*GOAL OF THE EXERCISE*
Only one stretch of the data below is wanted: the lines from the one with "Teacher note: indicate the amusement" through the one with "Teacher note: indicate the tower", repeated exactly.

*DATA EXTRACTS*
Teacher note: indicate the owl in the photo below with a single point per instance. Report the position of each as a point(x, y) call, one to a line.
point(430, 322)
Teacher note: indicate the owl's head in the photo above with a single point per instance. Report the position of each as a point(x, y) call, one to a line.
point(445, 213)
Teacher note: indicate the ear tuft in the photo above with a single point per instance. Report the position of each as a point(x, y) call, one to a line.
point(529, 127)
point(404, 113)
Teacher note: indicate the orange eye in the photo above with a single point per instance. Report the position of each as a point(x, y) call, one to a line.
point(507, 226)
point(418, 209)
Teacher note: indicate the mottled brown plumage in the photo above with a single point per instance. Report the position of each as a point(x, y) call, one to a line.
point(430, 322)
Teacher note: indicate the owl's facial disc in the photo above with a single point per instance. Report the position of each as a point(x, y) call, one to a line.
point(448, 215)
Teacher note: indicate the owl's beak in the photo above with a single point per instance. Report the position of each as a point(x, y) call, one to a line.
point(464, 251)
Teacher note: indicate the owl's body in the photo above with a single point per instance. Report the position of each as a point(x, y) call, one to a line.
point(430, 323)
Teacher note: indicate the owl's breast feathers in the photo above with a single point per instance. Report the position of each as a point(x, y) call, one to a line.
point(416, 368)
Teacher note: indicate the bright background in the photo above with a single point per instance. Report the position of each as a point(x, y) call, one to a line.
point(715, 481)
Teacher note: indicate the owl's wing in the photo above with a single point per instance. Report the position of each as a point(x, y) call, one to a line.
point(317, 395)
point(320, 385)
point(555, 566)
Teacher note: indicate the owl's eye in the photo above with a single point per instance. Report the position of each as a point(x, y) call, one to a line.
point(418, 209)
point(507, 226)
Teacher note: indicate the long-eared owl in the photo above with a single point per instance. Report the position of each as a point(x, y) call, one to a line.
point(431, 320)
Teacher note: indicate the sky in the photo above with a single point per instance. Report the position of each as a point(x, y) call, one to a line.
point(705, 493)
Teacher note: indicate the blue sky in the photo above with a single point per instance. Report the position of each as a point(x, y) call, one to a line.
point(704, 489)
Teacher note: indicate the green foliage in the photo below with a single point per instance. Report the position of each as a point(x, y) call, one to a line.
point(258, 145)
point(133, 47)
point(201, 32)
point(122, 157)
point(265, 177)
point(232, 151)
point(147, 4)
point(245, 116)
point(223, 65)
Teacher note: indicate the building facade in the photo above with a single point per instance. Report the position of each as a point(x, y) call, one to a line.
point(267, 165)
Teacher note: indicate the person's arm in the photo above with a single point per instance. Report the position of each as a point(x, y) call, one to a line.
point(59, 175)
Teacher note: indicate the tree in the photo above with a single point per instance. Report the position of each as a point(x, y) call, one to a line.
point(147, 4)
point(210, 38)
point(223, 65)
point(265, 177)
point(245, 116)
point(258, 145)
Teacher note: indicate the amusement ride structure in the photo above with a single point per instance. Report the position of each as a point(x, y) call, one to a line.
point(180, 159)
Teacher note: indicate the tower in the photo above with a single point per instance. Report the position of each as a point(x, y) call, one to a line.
* * *
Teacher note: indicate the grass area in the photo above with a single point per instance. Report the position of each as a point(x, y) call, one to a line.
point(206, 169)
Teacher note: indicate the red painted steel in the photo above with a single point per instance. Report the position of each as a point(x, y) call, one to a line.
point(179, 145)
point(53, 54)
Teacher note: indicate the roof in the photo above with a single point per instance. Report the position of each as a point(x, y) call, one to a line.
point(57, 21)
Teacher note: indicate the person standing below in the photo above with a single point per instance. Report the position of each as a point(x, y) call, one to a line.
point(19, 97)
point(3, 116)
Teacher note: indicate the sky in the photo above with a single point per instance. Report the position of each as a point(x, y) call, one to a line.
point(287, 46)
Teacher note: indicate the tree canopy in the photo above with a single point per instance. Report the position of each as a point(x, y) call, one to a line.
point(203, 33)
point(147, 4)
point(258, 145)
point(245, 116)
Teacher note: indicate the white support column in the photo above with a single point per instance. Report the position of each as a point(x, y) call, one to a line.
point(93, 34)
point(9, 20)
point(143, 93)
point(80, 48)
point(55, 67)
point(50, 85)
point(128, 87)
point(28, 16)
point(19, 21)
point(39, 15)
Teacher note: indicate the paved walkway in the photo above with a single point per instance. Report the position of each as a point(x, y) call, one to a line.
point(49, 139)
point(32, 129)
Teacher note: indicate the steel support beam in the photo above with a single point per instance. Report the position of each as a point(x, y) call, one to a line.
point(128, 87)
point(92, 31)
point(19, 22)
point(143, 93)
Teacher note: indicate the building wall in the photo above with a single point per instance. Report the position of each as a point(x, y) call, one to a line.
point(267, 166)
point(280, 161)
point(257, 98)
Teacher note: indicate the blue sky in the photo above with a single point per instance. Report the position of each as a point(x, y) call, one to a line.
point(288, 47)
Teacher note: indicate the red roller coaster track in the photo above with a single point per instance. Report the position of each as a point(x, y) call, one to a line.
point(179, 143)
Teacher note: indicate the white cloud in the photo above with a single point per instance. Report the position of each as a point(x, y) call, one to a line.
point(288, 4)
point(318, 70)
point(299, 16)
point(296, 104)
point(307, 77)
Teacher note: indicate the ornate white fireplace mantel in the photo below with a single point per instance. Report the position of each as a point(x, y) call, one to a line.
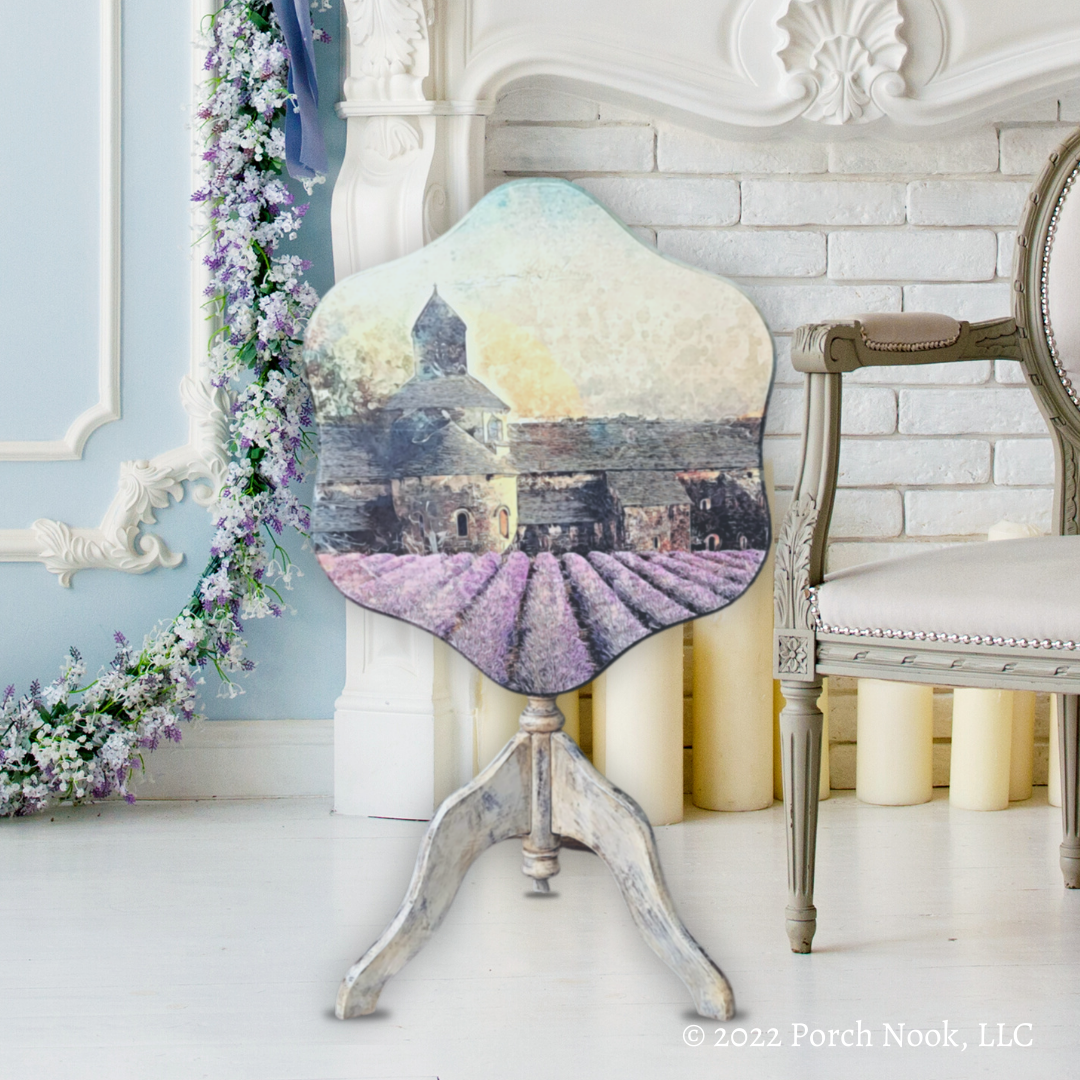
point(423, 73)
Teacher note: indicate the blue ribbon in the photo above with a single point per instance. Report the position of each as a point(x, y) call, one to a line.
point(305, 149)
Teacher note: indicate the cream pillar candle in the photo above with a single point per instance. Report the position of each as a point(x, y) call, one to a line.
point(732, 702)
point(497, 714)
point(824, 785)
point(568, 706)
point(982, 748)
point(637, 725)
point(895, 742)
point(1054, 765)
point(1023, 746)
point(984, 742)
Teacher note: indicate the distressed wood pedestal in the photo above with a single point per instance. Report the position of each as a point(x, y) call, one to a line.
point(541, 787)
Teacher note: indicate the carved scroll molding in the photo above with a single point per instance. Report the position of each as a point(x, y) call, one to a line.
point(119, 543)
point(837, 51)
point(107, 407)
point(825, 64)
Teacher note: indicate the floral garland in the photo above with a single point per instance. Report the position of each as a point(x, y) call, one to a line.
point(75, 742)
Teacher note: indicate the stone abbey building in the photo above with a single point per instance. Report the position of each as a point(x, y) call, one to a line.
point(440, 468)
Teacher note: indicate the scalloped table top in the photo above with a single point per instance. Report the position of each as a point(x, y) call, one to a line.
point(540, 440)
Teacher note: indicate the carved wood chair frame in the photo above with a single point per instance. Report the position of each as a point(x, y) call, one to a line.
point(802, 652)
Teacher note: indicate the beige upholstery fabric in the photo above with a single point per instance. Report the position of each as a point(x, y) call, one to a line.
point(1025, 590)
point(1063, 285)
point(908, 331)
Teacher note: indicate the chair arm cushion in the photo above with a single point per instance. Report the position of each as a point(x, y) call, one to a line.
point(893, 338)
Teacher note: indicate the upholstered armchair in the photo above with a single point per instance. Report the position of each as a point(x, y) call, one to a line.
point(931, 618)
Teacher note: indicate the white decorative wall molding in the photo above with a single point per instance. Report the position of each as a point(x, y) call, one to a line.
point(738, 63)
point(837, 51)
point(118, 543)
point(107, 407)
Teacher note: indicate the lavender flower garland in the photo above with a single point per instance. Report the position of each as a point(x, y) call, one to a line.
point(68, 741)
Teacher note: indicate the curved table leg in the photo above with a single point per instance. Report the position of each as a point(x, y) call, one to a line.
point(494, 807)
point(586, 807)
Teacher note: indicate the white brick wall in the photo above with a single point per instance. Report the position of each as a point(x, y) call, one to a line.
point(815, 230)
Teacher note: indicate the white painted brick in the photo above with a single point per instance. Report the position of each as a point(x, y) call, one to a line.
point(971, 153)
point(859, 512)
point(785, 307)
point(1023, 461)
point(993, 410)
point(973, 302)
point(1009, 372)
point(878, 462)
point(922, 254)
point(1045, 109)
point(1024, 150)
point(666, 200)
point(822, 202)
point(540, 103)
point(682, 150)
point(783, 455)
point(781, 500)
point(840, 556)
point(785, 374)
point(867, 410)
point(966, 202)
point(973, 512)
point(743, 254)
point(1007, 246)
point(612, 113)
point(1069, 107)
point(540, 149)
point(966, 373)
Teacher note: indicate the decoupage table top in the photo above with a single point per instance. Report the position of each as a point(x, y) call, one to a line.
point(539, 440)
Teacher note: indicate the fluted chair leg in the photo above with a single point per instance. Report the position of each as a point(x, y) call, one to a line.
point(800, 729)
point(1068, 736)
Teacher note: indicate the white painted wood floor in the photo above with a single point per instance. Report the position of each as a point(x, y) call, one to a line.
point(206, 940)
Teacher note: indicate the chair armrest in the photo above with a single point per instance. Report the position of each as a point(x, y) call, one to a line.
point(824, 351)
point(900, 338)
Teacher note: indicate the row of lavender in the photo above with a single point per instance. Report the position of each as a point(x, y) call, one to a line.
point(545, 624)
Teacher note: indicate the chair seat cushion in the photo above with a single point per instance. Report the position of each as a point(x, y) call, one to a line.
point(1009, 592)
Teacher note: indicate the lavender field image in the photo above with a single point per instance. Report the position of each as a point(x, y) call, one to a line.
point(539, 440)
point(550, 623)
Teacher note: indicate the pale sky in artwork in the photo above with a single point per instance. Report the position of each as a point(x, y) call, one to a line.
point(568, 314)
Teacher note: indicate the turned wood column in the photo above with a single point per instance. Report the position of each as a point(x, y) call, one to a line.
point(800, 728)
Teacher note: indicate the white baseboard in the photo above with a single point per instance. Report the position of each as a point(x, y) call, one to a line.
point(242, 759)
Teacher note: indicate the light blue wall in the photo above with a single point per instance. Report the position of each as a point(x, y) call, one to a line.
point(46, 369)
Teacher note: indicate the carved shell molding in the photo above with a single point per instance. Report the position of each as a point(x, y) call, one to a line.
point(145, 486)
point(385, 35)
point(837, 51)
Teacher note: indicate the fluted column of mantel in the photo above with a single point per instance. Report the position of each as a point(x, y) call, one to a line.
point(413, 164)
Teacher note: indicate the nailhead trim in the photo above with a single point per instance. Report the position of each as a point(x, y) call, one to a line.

*ANSWER TO THE EXERCISE*
Teacher note: indicate the amusement ride structure in the photo above with a single point per instance. Report the position of each as a point(x, y) call, one to a line.
point(180, 159)
Teacher note: indicate the tower in the photo above with a single point per instance. Report the position of each as a point(x, y) call, one to a line.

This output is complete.